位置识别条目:
────

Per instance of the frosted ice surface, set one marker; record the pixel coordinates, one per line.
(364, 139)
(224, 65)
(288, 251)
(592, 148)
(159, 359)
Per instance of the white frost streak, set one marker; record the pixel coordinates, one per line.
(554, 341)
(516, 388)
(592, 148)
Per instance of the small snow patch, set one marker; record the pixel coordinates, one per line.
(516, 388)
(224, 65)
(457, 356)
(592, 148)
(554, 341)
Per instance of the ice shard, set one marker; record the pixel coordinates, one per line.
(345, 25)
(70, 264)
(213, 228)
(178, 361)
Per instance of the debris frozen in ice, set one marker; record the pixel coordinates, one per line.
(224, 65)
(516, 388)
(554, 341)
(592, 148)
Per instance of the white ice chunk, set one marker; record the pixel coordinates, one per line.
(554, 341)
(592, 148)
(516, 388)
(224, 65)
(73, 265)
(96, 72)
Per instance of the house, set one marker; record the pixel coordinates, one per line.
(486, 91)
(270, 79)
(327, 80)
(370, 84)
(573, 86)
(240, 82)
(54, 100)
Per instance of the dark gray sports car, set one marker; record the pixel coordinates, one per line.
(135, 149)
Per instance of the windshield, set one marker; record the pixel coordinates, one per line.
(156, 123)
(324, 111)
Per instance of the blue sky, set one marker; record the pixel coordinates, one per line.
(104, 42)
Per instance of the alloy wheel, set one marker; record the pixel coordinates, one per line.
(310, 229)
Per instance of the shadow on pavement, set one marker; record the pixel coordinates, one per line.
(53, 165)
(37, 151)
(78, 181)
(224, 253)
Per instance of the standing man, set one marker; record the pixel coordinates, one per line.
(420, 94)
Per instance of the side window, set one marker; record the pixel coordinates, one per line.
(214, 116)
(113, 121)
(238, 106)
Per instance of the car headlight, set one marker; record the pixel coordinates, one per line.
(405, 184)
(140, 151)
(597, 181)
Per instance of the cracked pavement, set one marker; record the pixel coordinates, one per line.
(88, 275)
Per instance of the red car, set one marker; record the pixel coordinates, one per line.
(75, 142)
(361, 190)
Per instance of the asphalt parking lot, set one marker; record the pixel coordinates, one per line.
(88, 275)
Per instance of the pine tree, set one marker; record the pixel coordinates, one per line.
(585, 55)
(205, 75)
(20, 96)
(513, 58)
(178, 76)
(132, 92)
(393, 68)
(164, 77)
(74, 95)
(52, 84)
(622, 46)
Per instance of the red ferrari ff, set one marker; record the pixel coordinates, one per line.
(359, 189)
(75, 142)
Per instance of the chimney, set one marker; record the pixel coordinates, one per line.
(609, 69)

────

→ 布置任务
把上面全部条目的每一行整理成编号列表，空行不要。

→ 回答
1. Per instance of the frosted ice surface, set one marker; record the pixel coordinates, one per line.
2. (364, 139)
3. (224, 65)
4. (288, 251)
5. (592, 148)
6. (159, 359)
7. Per instance of the white frost streak, set one marker; record the pixel coordinates, one per line.
8. (554, 341)
9. (516, 388)
10. (592, 148)
11. Per instance of the small snow patch, set one marker; record the pixel coordinates, one per line.
12. (516, 388)
13. (224, 65)
14. (457, 356)
15. (592, 148)
16. (554, 341)
17. Per instance of the ice shard, set one marker; record the pixel coordinates, one per line.
18. (345, 25)
19. (70, 264)
20. (213, 228)
21. (178, 361)
22. Per instance of the debris frozen in ice, set one marker; record the pixel coordinates, one per line.
23. (224, 65)
24. (516, 388)
25. (554, 341)
26. (592, 148)
27. Per instance of the white ice chunk, set one marker; record the pixel coordinates, one per line.
28. (554, 341)
29. (592, 148)
30. (516, 388)
31. (224, 65)
32. (73, 265)
33. (96, 72)
34. Per instance of the house, set one marker; record the pixel coordinates, one per line.
35. (486, 91)
36. (270, 79)
37. (327, 80)
38. (370, 84)
39. (573, 86)
40. (240, 82)
41. (54, 100)
42. Per instance of the dark gray sports car, set one marker; record the pixel coordinates, one per line.
43. (135, 149)
44. Per instance of the windshield, set one marker; record the pixel coordinates, one per line.
45. (156, 123)
46. (324, 111)
47. Per instance of the blue sky, set one marker; record the pixel coordinates, one per line.
48. (104, 42)
49. Per instance of the alloy wheel, set one marker; record the pixel coordinates, one per line.
50. (310, 229)
51. Per instance of the shadow on pavement, set one marker; record the pixel coordinates, one per line.
52. (53, 165)
53. (37, 151)
54. (78, 181)
55. (224, 253)
56. Per instance of the standing man, set one marker; record the pixel coordinates, one per line.
57. (420, 94)
58. Per instance of the side window, set one marker; record the pixel coordinates, one per line.
59. (214, 116)
60. (113, 121)
61. (238, 106)
62. Per instance of the car headlight, set one marker; record the pixel coordinates, one per line.
63. (405, 184)
64. (140, 151)
65. (597, 181)
66. Per instance of the cracked pavement, set one marker; record the pixel coordinates, one per line.
67. (88, 275)
68. Per instance of the red car, set one marker; record the pixel coordinates, one per line.
69. (75, 142)
70. (361, 190)
71. Per instance of the asphalt parking lot, set one marker; record the pixel coordinates, one per line.
72. (88, 275)
73. Per instance of the pine tree, set one marker; record the pixel coordinates, one per line.
74. (585, 55)
75. (205, 75)
76. (20, 96)
77. (513, 58)
78. (178, 76)
79. (132, 92)
80. (393, 68)
81. (164, 77)
82. (74, 95)
83. (52, 84)
84. (622, 46)
85. Per instance of the red ferrari ff, set one marker; record the pixel coordinates, one per line.
86. (359, 189)
87. (75, 142)
88. Per instance of the chimney, set one marker; record the pixel coordinates, one per line.
89. (609, 69)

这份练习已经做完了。